• **Отрывок текста**

== == ==

Под конец жизни дедушка сильно заболел, и мама наняла для него соседний с виллой Жава́ дом, чтобы лучше за ним ухаживать. Когда он умер, меня позвали прощаться. Он благообразно лежал на столе. Запомнилась его длинная шелковистая борода. Горели свечи; стояли цветы. И я впервые удивилась непонятной тайне смерти.

* * *

В доме жила черная, с медными отливами, кошка Медея; ее супруг, некрасивый, с черной несимметричной кляксой на носу, звался Пострелом, хотя Сережа прозвал его «Ангел небесный». Третий кот, Jungle, был грустный cavalier‑servant, страдавший от неразделенной любви к Медее. Рождались котята, мама их усыпляла без сентиментальности, хотя обожала зверей. Она завела также канареек, их было штук 20, и для них было построено двойное широкое окно.

Приходили к нам друзья. Среди них мой профессор фортепьяно Феликс Острога, женившийся на нашей красотке Оле. Я помню, как он композиторским тенорком исполнял для родителей свой романс «Et les grenouilles criaient, criaient». Позже он писал для «Аполлона» рецензии о заграничной музыкальной жизни. Помню, как он у нас за ужином ел свою любимую спаржу и отложил самую толстую, чтобы съесть напоследок, как вдруг из‑за стола появилась белая лапа Пострела и стащила ее. Я узнала тогда, что значит выражение «pour la bonne bouche» (так он печалился и говорил, что оставил к концу самый лакомый кусочек).

== == ==

• **Приведённые данные**

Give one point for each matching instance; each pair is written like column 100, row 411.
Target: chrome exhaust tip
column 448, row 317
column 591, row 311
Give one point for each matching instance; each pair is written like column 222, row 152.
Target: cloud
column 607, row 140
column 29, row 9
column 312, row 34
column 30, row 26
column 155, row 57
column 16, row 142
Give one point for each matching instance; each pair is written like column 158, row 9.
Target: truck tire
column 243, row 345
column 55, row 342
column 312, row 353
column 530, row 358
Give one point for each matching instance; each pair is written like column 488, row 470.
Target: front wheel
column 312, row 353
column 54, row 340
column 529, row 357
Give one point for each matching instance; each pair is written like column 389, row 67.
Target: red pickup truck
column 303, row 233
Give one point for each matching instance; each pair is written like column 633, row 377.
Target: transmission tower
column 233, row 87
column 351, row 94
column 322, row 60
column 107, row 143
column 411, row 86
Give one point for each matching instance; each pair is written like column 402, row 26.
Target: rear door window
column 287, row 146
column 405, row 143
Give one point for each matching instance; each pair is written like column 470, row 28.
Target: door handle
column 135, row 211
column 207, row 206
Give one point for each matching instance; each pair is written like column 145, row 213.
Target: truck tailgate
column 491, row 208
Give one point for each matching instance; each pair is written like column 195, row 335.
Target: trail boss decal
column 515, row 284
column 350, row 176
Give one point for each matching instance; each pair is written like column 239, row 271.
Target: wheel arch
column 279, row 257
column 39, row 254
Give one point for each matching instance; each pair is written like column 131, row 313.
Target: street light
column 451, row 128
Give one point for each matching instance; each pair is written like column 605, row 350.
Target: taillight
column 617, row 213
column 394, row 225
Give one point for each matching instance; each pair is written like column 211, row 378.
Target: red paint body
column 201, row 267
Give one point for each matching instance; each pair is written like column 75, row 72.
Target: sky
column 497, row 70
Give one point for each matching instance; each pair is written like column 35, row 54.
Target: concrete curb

== == ==

• **Задания**
1 > Переведите на английский язык предложение из отрывка: «Запомнилась его длинная шелковистая борода.»
2 > Перепишите из отрывка фрагмент без изменений: начните со слов «Под конец жизни» и остановитесь после слов «двойное широкое окно.».
3 > Как, согласно отрывку, Сережа прозвал кота Пострела?

• **Ответы**
1 > His long, silky beard stayed in my memory.

2 >
Под конец жизни дедушка сильно заболел, и мама наняла для него соседний с виллой Жава́ дом, чтобы лучше за ним ухаживать. Когда он умер, меня позвали прощаться. Он благообразно лежал на столе. Запомнилась его длинная шелковистая борода. Горели свечи; стояли цветы. И я впервые удивилась непонятной тайне смерти.

* * *

В доме жила черная, с медными отливами, кошка Медея; ее супруг, некрасивый, с черной несимметричной кляксой на носу, звался Пострелом, хотя Сережа прозвал его «Ангел небесный». Третий кот, Jungle, был грустный cavalier‑servant, страдавший от неразделенной любви к Медее. Рождались котята, мама их усыпляла без сентиментальности, хотя обожала зверей. Она завела также канареек, их было штук 20, и для них было построено двойное широкое окно.

3 > Сережа прозвал его «Ангел небесный».